### Tasks to carry out
A – What reasons does the circumcision essay give for why parents have their children circumcised? List all of them.
B – In the circumcision essay, what did the writer's friend express revulsion at?
C – Carry on the circumcision essay from its last sentence.

### Supplied text
----

Some parts of daily life seem so natural, benign, and commonplace that we don’t consider them to be as awful as they really are. Perhaps we so easily believe something is right, just because it has always been so. Take for example, circumcision.

Male circumcision

To be clear, I’m referring to male circumcision here, and circumcision performed outside of a medical necessity.

For many years, I considered being circumcised, and the act of circumcision, to be relatively benign. It’s ubiquitous, it’s commonplace. I’ve not heard a man complain, nor sue his parents, because of it.

Really though, circumcision is a form of genital mutilation forced upon children.

I read words to that effect a few years ago, and it made me stop in my tracks. Oh. I’d never thought of it like that.

It’s generally children that are circumcised, babies even. It’s forced — probably by a parent or church, carried out by the scalpel of a surgeon if you’re lucky. It’s forced in the sense that the child doesn’t have a say, is not informed or asked for consent. It’s a genital mutilation — an act that removes flesh from the body — yet one that doesn’t appear to be a mutilation because it’s so commonplace.

Years ago one of my friends expressed revulsion at an interesting fellow with a nose ring. I clearly remember thinking that my friend was a little confused — could he not see all the women around him that had earrings? Somehow the one piercing of flesh had become some commonplace that he no longer saw it for what it was.

Why

Why are parents so happy to have their children circumcised? There’s no malice. Rather, it’s probably because of what everyone else was doing, it’s what because of what their culture has led them to believe was the appropriate thing; recently perhaps because they thought there was a health benefit — though even that is in serious doubt.

Primarily though, it’s probably because of what a religion has ordained, for example the Jewish brit milah or the Muslim Khitan — or the cultural momentum of those religions.

----

### Supplied records
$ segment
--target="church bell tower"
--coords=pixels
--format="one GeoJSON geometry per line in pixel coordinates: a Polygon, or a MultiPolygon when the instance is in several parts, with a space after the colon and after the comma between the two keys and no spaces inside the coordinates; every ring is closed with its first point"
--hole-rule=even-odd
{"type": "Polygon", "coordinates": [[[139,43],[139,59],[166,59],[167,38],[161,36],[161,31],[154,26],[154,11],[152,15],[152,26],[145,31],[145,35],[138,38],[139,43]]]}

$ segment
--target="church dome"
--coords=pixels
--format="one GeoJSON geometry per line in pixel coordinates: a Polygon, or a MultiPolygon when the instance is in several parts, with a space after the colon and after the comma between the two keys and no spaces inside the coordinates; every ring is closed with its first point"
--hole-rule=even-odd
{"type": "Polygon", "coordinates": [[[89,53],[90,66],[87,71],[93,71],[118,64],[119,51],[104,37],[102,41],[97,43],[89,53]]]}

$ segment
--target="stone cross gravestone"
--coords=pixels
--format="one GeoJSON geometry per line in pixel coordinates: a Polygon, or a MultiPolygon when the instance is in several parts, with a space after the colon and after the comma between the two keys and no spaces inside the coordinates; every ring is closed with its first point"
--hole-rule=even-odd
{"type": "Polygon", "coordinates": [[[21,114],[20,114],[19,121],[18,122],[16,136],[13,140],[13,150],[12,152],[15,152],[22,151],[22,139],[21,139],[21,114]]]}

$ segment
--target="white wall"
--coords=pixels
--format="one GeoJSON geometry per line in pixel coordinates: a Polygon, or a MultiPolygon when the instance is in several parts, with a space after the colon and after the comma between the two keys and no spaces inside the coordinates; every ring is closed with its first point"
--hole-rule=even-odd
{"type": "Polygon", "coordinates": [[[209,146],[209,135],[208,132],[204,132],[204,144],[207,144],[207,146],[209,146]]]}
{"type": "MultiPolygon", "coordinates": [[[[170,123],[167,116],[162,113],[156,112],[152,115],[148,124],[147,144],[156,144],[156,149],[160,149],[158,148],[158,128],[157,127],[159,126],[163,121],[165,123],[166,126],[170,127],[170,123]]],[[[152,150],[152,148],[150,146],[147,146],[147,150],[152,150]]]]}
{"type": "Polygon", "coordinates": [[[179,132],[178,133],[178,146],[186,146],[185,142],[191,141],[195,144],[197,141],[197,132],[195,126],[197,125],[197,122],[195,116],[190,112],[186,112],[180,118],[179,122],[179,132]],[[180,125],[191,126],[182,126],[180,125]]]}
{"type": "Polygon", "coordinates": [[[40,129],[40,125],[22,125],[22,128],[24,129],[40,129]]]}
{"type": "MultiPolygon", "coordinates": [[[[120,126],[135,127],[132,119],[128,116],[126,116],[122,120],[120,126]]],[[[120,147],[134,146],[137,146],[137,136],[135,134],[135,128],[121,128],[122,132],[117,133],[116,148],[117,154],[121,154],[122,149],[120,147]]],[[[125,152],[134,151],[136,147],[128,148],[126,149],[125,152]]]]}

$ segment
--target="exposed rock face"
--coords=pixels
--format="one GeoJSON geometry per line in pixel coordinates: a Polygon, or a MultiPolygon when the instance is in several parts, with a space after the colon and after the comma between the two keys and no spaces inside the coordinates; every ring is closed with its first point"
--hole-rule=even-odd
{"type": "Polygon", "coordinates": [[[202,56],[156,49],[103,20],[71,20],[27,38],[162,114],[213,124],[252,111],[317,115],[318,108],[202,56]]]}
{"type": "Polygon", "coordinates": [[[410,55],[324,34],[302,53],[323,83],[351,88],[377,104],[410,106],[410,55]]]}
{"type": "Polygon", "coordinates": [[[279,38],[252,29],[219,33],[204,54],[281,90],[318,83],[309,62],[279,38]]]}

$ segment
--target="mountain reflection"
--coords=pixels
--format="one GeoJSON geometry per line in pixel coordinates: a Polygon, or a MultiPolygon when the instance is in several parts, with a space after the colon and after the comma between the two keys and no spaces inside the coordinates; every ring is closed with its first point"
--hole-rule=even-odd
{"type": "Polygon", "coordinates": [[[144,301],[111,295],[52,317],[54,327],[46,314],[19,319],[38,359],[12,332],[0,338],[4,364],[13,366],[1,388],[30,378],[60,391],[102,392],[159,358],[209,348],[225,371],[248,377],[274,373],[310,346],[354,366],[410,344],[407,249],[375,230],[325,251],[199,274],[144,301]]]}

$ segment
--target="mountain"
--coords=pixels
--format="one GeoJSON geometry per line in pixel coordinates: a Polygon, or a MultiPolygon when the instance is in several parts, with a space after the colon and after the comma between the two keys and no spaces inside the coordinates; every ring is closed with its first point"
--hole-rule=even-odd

----

### Written answers
A –
- Because of what everyone else was doing
- Because their culture has led them to believe it was the appropriate thing
- Because they thought there was a health benefit
- Because a religion has ordained it, or because of the cultural momentum of those religions

B – An interesting fellow with a nose ring.

C –
The Germans

A German court has recently ruled that circumcision is grievous bodily harm. According to the ruling:

the fundamental right of the child to bodily integrity outweighs the fundamental rights of the parents

It’s unfortunately not yet law, but it makes a lot of sense. It feels very much like the correct and moral stance to take. And it’s progressive — few countries, if any, ban circumcision because of the power of religious bodies.

Unsurprisingly, there are many religious parties that object, calling it an intrusion on religious freedom, believing that their culture, their beliefs, trump the bodily integrity of children.

Change

I wonder whether the average man on the street being exposed to thinking about circumcision as bodily harm would agree, would continue to condone it, or would simply move on? Or would they be swayed by their culture — unthinkingly — because it’s commonplace. Would they consider the truth, or would they simply take it as an affront on their identity, their tribe, their religion?

Or perhaps it’s just actually about thinking. We can’t consider everything, and we blindingly just take some things as accepted, as truths, based on cues, on actions of those around us. What’s commonplace is unthinkingly right.